(Text segment)
>>

2.1 Classical methods

In the cases where we don’t have access to large labeled data, opting for hand-crafted features and statistical models have been preferred by researchers. Adam et al. (2008) uses monitors in fixed locations around the whole frame and extracts some local feature metrics from them. These features are then used to make a decision. In another work, crowd behavior dynamics are extracted by a social force model (Helbing and Molnar, 1995) and used as the indication factor of anomalies by Mehran et al. (2009). Cheng et al. (2015) extracts interest points from a frame and merges points from different times with Gaussian process regression. These merged points are then compared with samples of an anomalous incident to infer the situation. Pan et al. (2022) proposes a symplectic relevance matrix machine (SRMM) that uses probabilistic models and geometric theory for failure classification.

One important drawback of these types of methods is that these approaches depend on hand-crafted features and losses their generality when a new situation arrives.

2.2 Deep learning based methods

Deep learning models, specifically convolutional neural networks are currently used to achieve state-of-the-art performance in a wide range of computer vision problems. This includes image classification (Foret et al., 2020; Brock et al., 2021), object detection (Wang et al., 2022c; Wang et al., 2022a), instance segmentation (Mohan and Valada, 2021; Qiao et al., 2021) etc.

For solving anomaly detection problems, trajectory-based methods (Piciarelli et al., 2008; Coşar et al., 2016) have been proposed as a solution. These methods include two parts. Firstly, the methods detect the objects of interest and secondly, track their trajectory across frames. Deviation in action from normal activities is marked as an anomaly. The performance of this type of procedure depends on both detection and tracking accuracy in this scenario.

A CNN feature extractor can reduce high-dimensional video data into low-dimensional and compact feature vectors and dictionaries. Afterward, these can be passed through some simple classifiers to make a decision (Andrews et al., 2016; Ali et al., 2020; Li et al., 2020; Wang X. et al., 2022).

Reconstruction models represent another deep learning approach that is popular in the detection of anomalous events. In this scenario, a model learns normal patterns while trying to reconstruct frames of normal videos. During inference when an anomalous frame is encountered, the model will generate high reconstruction loss which can clearly indicate the presence of an anomaly. This method has also been supported by many research works (An and Cho, 2015; Zhao et al., 2017; Zenati et al., 2018). One-Class Classification is slightly similar to the reconstruction-based method. The abundance of normal data often leads to using only normal samples while training, thus making the problem into one class classification instead of a binary classification task. Chalapathy et al. (2018) uses this type of solution to address anomaly detection.

<<

(Given data)
>>

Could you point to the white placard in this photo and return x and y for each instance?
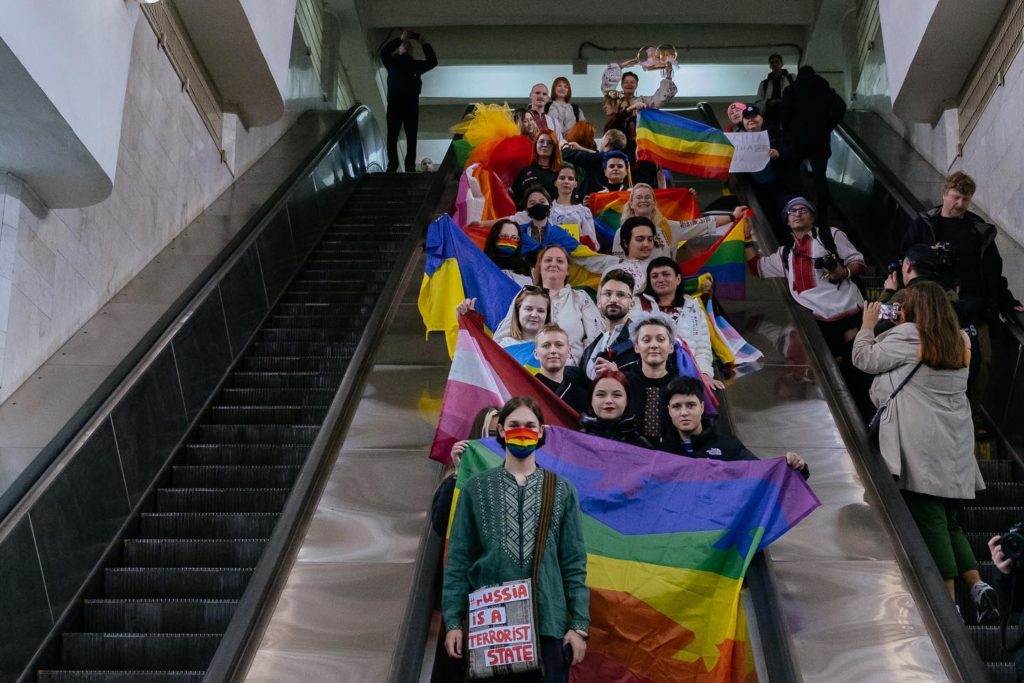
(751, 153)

<<
>>

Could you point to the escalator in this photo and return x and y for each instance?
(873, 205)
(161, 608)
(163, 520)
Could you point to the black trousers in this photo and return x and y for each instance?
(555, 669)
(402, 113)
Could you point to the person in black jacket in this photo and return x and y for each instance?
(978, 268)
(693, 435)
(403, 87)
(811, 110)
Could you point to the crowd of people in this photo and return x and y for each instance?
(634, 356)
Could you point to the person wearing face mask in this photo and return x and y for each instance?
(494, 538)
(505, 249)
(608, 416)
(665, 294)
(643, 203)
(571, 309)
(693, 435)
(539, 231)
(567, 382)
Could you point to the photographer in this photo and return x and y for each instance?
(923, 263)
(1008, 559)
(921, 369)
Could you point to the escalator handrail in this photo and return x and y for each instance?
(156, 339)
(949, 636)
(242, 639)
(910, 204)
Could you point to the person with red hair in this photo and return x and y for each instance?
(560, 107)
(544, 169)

<<

(Complete the following)
**1.** From the anomaly detection passage, return the span between "For solving anomaly" and "in this scenario.", inclusive.
**2.** Answer these questions using the anomaly detection passage:
(a) According to the passage, what technique does Cheng et al. (2015) use to merge interest points from different times?
(b) What are the two parts of trajectory-based methods?
(c) In reconstruction models, what signals the presence of an anomaly during inference?
**3.** Continue the anomaly detection passage from the point at which it ends.

(Answers for the tasks)
**1.**
For solving anomaly detection problems, trajectory-based methods (Piciarelli et al., 2008; Coşar et al., 2016) have been proposed as a solution. These methods include two parts. Firstly, the methods detect the objects of interest and secondly, track their trajectory across frames. Deviation in action from normal activities is marked as an anomaly. The performance of this type of procedure depends on both detection and tracking accuracy in this scenario.

**2.**
(a) Gaussian process regression.
(b) Detecting the objects of interest, then tracking their trajectory across frames.
(c) A high reconstruction loss generated when the model encounters an anomalous frame.

**3.**
There are possibly endless opportunities for using CNNs while addressing a problem like anomaly detection in videos, but for providing satisfactory results, these methods need a huge amount of labeled data. In most real-life scenarios, there is a scarcity of large volumes of such data which creates a bottleneck. This shortcoming has been addressed by using unsupervised learning. The general approach to this method uses a CNN feature extractor to extract meaningful information or interesting regions. Afterward, some clustering algorithm is used to cluster normal and anomaly samples separately (Doshi and Yilmaz, 2020b; Li et al., 2021). Closely related to this group of solutions are semi-supervised methods. Ruff et al. (2019) and Demertzis et al. (2020) adopt semi-supervised solutions for solving anomaly detection problems.

An approach to address data scarcity is zero-shot, one-shot, and any-shot learning (Ravi and Larochelle, 2016; Snell et al., 2017; Sung et al., 2018; Doshi and Yilmaz, 2020a; Lu et al., 2020; Rivera et al., 2020). Generally, different types of augmentations are used in this type of setting. Besides, these types of approaches require pretraining and guiding the gradient of the model using a large amount of labeled data from similar or related problems. In our case, the volume of data is limited. Furthermore, the definition of the anomaly is different between our dataset and the publicly available large datasets. For this reason, the power of few-shot learning or any-shot learning cannot be leveraged in our case.

Finally, after analyzing all the possibilities, we discard deep learning based approaches. We have a limited amount of data, which is not sufficient to make the CNNs learn the necessary feature representation. On the other hand, we cannot depend solely on a domain-related hand-crafted feature extraction method as it provides poor generalization. For this reason, we use machine learning based models and feed them with processed hand-crafted features from a few past frames and the current frame. The model then makes a decision on whether the current frame is normal or anomalous.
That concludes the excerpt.